**Texto de la página**

+--

El Pentágono derruido y las Torres Gemelas ardiendo fueron visiones escatológicas que durante mucho tiempo habían alimentado la imaginación de novelistas y cineastas, pero también el corazón de miles de terroristas. Norteamérica, que no concibe la vida sin espectáculo, aquel 11 de septiembre pudo comprobar hasta qué punto eran ridículas las películas de hecatombes. Hollywood había sido humillado. La ficción atrajo a la realidad y a partir de ese momento se produjo en el mundo una síntesis nueva de la maldad humana. Al parecer la alta tecnología había acudido por fin en ayuda de los desesperados.
El Pentágono es el lugar emblemático donde el Gran Gallo de Occidente asoma la cresta de acero y las Torres Gemelas eran los dos ventrículos del capitalismo que desde una esquina de Manhattan bombeaban dinero a todo el planeta. Los símbolos de Norteamérica habían saltado por los aires y, con ellos, el orgullo de una nación y la alta seguridad que lo amparaba. Además de la catástrofe física, la herida había sido profundamente espiritual. Una parte del alma de nuestra civilización quedó también bajo los cascotes y en la zona cero comenzó a crecer una enredadera que ha terminado por cubrir todo el planeta. La flor que echa esa planta es muy venenosa. Se llama paranoia.
Según la biología, un organismo es más vulnerable a medida que se hace más complejo. Esta regla es aplicable a la sociedad contemporánea cuya fragilidad va a la misma velocidad que su desarrollo, de modo que está a punto de llegar el día en que el mundo occidental dependa de un solo fusible a merced de la mano de un fundamentalista que apague la luz y nos mande a la Edad Media a comer higos chumbos. Cada vez va a ser más difícil llevar una vida dulce cerca de la gente humillada y mucho más ahora en que han hecho síntesis el odio y la química, la miseria y la electrónica, la pobreza y la crueldad, el fanatismo y la informática, la injusticia y la dinamita. En el subconsciente colectivo comienza a germinar como una pesadilla la cabeza nuclear de fabricación casera o el barril repleto de virus terroríficos que pueden ser arrojados sobre cualquier ciudad por un iluminado al que han prometido el reino de los cielos.

+--

**Tarea pendiente**
Cita textualmente el pasaje del texto sobre el 11 de septiembre que va desde "El Pentágono derruido" hasta "de los desesperados.", incluidas estas últimas palabras.

**Datos para revisar**
+--

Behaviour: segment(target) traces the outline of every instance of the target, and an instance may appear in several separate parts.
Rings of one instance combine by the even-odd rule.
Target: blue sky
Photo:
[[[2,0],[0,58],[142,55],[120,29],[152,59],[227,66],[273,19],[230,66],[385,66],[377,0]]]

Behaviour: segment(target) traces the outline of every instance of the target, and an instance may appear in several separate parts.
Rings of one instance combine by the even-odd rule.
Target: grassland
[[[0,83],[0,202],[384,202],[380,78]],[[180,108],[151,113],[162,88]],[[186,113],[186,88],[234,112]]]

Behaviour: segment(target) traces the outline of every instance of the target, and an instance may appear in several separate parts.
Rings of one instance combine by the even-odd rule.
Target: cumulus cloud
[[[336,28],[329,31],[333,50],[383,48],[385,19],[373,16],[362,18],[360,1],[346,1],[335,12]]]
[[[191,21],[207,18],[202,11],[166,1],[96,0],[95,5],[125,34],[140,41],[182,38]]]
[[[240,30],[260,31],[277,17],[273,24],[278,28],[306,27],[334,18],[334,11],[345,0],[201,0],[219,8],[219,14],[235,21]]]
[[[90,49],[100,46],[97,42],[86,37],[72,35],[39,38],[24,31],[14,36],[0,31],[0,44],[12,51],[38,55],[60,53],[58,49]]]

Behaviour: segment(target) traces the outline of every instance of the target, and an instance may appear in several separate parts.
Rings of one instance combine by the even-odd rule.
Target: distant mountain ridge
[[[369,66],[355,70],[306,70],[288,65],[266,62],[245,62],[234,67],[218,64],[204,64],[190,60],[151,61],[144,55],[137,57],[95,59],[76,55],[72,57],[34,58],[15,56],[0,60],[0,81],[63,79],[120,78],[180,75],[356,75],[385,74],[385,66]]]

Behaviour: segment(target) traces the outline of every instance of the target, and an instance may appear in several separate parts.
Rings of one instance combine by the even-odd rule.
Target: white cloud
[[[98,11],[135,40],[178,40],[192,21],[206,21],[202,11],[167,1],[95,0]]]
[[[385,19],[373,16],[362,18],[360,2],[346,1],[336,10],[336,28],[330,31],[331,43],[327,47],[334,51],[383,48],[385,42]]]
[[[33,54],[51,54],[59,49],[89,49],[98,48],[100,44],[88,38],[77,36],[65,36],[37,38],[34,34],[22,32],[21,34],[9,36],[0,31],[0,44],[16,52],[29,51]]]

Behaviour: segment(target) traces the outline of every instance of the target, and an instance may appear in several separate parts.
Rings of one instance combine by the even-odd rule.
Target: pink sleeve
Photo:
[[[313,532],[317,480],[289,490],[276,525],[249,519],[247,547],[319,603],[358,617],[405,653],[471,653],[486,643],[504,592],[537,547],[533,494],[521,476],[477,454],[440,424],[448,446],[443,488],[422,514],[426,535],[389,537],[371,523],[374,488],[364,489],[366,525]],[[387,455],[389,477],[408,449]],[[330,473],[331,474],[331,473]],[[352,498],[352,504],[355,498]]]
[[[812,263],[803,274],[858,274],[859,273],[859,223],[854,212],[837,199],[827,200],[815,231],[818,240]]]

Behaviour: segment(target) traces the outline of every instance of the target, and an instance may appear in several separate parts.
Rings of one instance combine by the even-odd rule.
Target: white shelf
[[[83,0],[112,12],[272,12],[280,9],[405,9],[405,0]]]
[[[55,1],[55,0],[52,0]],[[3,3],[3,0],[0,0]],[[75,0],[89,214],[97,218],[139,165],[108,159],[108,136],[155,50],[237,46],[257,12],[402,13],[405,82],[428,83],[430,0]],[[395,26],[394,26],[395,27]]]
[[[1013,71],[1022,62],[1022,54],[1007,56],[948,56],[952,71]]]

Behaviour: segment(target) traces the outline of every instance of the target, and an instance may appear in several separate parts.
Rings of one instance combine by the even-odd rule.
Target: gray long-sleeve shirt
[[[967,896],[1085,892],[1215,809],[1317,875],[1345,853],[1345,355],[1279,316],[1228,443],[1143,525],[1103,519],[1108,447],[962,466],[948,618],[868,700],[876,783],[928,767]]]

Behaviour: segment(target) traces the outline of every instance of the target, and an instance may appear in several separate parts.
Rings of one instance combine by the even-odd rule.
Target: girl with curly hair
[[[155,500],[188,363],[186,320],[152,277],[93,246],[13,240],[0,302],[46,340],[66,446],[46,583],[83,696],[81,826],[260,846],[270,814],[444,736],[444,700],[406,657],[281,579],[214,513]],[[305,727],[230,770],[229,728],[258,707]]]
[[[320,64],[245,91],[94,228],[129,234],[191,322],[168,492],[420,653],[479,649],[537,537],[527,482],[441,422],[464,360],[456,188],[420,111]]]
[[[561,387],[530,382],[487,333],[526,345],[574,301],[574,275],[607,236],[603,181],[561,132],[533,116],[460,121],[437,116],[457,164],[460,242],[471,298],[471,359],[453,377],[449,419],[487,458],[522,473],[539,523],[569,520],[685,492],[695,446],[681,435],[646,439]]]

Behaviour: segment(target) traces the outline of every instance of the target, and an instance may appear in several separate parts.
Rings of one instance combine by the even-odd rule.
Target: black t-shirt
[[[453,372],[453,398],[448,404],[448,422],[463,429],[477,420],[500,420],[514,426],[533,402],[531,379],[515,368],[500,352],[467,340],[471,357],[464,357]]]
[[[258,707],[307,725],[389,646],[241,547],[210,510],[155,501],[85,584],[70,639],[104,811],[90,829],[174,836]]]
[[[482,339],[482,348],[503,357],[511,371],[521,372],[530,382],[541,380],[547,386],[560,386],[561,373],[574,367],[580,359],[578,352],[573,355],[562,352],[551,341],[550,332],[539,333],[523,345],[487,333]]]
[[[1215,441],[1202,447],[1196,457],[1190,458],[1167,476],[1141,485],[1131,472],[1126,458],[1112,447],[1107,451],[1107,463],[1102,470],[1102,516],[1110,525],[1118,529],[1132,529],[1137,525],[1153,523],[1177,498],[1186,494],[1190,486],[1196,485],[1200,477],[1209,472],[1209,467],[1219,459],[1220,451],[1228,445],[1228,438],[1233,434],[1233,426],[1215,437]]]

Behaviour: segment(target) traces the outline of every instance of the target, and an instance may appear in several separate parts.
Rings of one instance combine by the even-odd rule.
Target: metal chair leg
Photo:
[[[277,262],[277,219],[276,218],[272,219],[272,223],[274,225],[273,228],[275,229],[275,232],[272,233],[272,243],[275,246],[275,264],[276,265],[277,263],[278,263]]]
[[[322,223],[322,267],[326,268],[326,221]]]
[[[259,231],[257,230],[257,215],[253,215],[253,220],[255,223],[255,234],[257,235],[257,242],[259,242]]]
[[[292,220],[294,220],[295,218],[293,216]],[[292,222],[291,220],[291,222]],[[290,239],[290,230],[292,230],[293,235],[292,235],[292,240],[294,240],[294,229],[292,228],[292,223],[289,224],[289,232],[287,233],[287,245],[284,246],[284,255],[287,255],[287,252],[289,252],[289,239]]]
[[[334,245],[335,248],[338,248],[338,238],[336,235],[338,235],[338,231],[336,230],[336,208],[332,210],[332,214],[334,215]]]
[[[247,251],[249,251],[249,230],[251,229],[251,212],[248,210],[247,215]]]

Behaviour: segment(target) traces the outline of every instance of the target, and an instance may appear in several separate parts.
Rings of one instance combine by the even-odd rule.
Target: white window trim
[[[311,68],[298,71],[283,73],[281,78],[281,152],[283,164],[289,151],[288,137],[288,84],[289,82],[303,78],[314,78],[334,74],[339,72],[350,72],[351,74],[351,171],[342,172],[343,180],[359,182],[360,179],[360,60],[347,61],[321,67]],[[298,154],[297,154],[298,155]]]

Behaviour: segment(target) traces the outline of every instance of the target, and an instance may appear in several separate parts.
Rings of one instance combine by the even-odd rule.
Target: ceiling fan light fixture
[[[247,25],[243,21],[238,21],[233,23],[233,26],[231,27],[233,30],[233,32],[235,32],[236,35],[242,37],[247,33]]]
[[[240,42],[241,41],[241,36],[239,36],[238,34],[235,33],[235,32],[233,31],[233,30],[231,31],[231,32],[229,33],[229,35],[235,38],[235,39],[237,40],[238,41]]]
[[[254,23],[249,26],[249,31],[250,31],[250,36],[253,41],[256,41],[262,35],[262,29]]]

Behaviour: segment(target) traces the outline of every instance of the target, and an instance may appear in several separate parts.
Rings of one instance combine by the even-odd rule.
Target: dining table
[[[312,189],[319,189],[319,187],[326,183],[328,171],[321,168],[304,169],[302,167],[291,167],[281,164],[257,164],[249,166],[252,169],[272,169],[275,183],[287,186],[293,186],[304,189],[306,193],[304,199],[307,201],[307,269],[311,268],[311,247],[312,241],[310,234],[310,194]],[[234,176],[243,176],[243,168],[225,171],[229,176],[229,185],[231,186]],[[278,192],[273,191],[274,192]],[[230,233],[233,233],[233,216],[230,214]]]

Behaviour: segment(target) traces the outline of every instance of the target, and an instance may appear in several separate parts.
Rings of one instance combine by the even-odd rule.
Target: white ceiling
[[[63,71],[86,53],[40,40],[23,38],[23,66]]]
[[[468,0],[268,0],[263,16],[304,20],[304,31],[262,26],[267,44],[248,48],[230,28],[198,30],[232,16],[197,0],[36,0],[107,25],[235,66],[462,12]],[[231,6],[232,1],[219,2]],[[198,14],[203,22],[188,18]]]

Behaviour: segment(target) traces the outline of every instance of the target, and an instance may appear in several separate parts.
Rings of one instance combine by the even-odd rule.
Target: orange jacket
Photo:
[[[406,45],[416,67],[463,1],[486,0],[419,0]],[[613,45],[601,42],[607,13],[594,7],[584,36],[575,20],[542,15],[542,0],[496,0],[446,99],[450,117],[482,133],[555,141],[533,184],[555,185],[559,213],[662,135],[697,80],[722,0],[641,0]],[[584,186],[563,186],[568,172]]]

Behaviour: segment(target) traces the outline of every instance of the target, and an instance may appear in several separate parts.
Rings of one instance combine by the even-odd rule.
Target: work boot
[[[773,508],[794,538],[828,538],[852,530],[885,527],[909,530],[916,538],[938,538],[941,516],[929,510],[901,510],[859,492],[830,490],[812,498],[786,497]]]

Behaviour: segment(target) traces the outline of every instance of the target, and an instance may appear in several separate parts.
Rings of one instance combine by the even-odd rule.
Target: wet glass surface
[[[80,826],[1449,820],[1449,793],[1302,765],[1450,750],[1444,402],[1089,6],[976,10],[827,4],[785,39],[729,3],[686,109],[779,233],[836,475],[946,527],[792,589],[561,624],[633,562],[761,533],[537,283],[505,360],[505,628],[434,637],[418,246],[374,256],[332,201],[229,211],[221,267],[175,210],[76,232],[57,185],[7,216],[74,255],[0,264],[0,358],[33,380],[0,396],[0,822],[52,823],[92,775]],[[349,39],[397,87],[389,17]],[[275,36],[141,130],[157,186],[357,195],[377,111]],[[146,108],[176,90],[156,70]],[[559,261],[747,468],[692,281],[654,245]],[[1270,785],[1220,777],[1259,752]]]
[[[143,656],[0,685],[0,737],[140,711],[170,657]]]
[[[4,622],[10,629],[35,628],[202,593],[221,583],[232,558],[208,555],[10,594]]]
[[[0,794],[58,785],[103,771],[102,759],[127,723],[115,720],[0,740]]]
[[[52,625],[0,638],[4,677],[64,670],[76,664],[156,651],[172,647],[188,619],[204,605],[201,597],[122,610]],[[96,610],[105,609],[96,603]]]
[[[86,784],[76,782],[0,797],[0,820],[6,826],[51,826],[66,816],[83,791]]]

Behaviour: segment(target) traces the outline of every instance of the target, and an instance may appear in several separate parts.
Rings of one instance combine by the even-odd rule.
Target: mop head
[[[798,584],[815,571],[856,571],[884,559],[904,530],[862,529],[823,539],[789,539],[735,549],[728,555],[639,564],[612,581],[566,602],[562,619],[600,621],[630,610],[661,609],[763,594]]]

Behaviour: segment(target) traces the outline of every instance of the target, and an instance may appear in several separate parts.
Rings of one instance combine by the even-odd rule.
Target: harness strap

+--

**Resultado**
El Pentágono derruido y las Torres Gemelas ardiendo fueron visiones escatológicas que durante mucho tiempo habían alimentado la imaginación de novelistas y cineastas, pero también el corazón de miles de terroristas. Norteamérica, que no concibe la vida sin espectáculo, aquel 11 de septiembre pudo comprobar hasta qué punto eran ridículas las películas de hecatombes. Hollywood había sido humillado. La ficción atrajo a la realidad y a partir de ese momento se produjo en el mundo una síntesis nueva de la maldad humana. Al parecer la alta tecnología había acudido por fin en ayuda de los desesperados.